- **EXERCISE PROMPT**
In the text on Ernst Schmid below, turn the paragraph beginning "He studied natural sciences" into a short bulleted list that keeps its main facts.

- **TEXT SECTION**
Ernst Erhard Friedrich Wilhelm Schmid (22 May 1815 in Hildburghausen - 16 February 1885 in Jena) was a German paleontologist. He was the son of law professor Karl Ernst Schmid (1774–1852).

He studied natural sciences at the universities of Jena and Vienna, receiving his doctorate in 1839. In 1843 he became an associate professor at Jena, where with Matthias Jakob Schleiden, he founded a physiological institute. At the institute he dealt with subjects that included mineralogy, geology, chemistry and physics. In 1856 he was appointed a professor of natural sciences at the University of Jena.

In 1848 the ichthyopterygian species Tholodus schmidi was named in his honor by Christian Erich Hermann von Meyer.

== Published works ==
With Matthias Jacob Schleiden, he was co-author of an encyclopedia of theoretical science titled: "Encyclopädie der gesammten theoretischen Naturwissenschaften" (1850). Other significant works by Schmid are:
- Die geognostischen verhältnisse des Saalthales bei Jena (with Matthias Jacob Schleiden), 1846 - Geognostic conditions of the Saale valley near Jena.
- Physik, anorganische chemie und mineralogie, 1850 - Physics, inorganic chemistry and mineralogy.
- Topographisch geognostische Karte der Umgebungen von Jena der Universität zu ihrer dritten Säcularfeier gewidmet, 1859 - Topographical geognostic map of the surroundings of Jena.
- Lehrbuch der meteorologie, 1860 - Textbook of meteorology.
- Die Fischzähne der Trias bei Jena, 1861 - On Jurassic fish teeth found near Jena.
- Über den unteren Keuper des östlichen Thüringens, 1874 - On the Lower Keuper of eastern Thuringia.
- Die quarzfreien Porphyre des centralen Thüringer Waldgebirges und ihre Begleiter, 1880 - The quartz-free porphyry of the mountains in the central Thuringian Forest.

- **EXCERPTED RECORDS**
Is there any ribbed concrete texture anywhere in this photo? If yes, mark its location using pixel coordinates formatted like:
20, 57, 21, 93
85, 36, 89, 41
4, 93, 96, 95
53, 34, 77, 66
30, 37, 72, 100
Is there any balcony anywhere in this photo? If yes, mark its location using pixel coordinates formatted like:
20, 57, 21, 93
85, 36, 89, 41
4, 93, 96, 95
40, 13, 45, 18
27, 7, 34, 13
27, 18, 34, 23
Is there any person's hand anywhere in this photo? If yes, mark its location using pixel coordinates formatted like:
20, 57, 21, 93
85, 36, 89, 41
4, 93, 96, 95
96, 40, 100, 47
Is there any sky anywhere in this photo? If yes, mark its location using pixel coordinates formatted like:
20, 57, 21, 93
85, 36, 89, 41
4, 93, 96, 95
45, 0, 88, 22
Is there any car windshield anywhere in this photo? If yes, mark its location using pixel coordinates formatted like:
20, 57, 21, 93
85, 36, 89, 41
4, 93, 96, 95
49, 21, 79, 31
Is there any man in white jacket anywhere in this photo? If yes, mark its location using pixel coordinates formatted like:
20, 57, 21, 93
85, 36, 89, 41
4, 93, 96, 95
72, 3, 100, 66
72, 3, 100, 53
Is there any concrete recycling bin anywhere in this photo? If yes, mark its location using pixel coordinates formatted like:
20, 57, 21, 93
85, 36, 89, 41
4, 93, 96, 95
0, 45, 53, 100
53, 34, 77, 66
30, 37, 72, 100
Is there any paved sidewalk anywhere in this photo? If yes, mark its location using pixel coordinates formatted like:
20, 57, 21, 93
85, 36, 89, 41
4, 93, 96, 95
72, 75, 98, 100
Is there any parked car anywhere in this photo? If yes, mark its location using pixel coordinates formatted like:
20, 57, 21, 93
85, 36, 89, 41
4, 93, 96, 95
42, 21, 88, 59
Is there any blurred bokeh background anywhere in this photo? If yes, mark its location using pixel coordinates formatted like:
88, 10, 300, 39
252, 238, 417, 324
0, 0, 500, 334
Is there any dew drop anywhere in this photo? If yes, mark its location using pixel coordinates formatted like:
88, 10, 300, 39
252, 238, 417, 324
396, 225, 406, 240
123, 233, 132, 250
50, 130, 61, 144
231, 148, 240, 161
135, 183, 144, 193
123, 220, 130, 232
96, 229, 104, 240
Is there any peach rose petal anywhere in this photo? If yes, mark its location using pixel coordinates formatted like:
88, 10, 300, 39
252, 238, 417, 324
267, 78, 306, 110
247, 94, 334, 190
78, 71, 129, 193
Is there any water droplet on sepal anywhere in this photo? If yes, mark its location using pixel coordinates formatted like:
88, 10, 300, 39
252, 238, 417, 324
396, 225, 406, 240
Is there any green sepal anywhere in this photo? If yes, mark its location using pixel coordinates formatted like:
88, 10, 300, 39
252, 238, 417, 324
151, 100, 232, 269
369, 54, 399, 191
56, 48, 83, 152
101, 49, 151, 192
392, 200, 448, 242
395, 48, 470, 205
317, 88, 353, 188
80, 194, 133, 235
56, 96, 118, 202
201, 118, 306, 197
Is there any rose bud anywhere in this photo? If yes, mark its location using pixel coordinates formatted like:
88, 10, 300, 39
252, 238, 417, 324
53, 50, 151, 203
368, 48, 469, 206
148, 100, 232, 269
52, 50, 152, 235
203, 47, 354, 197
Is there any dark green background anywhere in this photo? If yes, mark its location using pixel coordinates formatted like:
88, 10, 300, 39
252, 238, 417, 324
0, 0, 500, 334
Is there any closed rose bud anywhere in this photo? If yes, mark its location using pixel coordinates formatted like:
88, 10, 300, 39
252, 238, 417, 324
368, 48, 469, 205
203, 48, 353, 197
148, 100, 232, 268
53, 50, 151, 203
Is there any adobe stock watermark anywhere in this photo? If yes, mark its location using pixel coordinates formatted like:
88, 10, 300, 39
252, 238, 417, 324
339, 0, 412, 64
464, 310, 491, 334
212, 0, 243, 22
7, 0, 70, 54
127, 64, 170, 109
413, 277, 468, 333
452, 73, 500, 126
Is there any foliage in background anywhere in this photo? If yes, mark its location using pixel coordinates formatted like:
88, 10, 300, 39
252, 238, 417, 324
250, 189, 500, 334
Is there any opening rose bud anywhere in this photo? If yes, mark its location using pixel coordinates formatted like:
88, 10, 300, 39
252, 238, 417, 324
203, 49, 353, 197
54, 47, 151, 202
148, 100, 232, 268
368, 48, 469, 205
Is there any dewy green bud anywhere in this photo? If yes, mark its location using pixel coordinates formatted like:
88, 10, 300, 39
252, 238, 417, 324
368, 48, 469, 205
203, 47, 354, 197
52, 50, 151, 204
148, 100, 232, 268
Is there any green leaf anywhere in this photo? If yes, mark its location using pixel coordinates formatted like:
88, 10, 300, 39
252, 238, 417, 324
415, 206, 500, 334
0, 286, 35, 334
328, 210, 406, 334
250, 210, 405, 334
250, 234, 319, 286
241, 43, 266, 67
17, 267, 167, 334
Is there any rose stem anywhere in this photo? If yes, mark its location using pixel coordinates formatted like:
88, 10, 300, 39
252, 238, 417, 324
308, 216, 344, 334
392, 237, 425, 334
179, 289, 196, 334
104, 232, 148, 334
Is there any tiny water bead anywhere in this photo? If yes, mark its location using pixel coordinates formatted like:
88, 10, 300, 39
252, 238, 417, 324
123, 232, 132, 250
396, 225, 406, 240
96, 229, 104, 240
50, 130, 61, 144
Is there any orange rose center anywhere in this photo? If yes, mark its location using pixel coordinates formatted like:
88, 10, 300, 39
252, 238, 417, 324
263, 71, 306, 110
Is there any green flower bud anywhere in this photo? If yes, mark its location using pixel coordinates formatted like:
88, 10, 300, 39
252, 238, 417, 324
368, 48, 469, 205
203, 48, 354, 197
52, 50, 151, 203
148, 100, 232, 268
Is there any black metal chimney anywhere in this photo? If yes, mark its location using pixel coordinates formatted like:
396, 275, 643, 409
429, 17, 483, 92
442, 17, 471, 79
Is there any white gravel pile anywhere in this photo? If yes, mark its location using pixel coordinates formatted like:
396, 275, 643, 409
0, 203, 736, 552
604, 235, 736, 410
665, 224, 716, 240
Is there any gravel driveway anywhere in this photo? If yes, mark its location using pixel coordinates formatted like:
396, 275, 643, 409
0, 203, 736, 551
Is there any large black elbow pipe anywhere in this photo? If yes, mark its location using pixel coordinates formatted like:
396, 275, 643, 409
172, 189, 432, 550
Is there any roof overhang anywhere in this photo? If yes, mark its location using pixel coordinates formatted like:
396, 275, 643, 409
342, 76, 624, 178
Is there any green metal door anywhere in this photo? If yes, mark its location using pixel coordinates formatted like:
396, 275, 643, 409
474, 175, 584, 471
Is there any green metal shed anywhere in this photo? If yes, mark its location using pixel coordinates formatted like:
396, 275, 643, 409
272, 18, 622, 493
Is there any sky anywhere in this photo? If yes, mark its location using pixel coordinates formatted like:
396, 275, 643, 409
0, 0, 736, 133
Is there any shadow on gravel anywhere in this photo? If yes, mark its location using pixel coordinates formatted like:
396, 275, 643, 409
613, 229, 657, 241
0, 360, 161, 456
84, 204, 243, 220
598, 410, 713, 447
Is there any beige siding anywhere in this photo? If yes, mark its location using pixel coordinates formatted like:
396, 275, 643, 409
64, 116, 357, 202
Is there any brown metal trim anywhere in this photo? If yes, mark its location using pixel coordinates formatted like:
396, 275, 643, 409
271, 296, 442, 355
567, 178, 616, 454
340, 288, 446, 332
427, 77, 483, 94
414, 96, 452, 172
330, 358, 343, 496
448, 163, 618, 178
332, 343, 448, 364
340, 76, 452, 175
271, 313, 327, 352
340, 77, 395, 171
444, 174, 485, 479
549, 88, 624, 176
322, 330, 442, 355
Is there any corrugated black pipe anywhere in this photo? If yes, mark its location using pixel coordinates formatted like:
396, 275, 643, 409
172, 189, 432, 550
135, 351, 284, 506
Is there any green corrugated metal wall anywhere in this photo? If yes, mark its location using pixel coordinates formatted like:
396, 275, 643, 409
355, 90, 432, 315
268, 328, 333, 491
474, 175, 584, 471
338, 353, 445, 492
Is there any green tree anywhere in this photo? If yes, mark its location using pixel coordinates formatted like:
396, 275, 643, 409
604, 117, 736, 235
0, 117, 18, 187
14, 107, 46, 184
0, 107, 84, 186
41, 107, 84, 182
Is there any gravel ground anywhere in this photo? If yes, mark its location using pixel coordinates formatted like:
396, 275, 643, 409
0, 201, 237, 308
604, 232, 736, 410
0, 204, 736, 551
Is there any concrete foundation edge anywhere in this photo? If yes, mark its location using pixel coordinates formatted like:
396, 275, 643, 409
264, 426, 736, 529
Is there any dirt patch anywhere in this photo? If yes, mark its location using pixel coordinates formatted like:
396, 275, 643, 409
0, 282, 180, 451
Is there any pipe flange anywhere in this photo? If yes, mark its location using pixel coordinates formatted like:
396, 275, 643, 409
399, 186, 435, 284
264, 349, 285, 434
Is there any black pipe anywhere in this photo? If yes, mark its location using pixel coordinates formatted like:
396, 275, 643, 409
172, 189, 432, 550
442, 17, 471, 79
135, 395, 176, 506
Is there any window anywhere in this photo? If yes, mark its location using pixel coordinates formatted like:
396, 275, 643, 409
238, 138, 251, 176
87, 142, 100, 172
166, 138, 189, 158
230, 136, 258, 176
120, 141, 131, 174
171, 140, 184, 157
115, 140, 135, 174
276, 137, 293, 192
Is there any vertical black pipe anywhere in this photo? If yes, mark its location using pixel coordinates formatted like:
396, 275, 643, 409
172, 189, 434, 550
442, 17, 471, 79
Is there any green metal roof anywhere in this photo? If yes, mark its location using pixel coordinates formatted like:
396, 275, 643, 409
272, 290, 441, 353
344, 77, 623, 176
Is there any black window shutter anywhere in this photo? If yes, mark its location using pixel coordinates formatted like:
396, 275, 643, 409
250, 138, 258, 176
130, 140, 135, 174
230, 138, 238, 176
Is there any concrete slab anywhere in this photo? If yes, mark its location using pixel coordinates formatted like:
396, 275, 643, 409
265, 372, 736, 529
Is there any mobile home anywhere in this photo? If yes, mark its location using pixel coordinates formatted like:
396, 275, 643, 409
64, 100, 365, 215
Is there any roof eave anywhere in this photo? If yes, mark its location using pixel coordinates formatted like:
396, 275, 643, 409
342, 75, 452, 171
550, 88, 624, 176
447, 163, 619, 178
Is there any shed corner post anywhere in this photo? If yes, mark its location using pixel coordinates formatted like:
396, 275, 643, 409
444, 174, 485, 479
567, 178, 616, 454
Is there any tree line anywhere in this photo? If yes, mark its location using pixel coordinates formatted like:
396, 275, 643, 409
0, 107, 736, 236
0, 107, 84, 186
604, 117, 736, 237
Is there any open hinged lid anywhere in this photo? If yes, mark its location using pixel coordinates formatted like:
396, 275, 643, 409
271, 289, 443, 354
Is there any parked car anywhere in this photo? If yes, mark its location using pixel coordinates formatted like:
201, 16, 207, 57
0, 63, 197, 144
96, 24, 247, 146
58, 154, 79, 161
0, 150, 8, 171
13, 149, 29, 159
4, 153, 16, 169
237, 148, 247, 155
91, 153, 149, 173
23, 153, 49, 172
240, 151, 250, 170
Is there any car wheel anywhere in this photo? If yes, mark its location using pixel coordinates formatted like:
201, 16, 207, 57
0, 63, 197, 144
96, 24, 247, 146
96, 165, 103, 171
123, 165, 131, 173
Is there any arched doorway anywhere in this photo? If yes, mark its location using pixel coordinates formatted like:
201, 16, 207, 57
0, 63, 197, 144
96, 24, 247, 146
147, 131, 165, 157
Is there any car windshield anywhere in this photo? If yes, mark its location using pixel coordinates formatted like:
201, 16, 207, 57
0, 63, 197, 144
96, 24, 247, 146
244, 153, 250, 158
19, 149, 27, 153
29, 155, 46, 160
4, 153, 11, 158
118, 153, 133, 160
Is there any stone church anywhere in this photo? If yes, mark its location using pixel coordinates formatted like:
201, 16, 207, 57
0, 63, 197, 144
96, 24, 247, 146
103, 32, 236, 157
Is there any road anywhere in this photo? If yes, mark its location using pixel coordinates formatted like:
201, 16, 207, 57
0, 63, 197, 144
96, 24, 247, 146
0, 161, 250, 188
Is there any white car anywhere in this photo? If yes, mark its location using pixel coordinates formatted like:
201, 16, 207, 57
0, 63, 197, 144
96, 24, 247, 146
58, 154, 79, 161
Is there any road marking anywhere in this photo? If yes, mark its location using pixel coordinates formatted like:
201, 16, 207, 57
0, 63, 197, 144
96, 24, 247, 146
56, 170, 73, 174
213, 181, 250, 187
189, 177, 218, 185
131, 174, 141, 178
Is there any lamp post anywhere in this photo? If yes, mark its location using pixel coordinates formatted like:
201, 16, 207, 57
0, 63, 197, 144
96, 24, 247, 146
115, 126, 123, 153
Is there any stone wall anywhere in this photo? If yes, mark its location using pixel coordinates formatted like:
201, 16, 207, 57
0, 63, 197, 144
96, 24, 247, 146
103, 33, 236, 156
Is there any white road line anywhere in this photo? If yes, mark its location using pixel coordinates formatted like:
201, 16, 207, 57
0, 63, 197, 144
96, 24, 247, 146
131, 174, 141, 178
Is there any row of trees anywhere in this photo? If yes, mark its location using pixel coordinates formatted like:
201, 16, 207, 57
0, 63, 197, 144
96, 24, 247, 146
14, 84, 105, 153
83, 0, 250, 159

- **ANSWER SECTION**
- Studied natural sciences at the universities of Jena and Vienna; doctorate in 1839.
- Became an associate professor at Jena in 1843.
- Founded a physiological institute there with Matthias Jakob Schleiden, working on mineralogy, geology, chemistry and physics.
- Appointed professor of natural sciences at the University of Jena in 1856.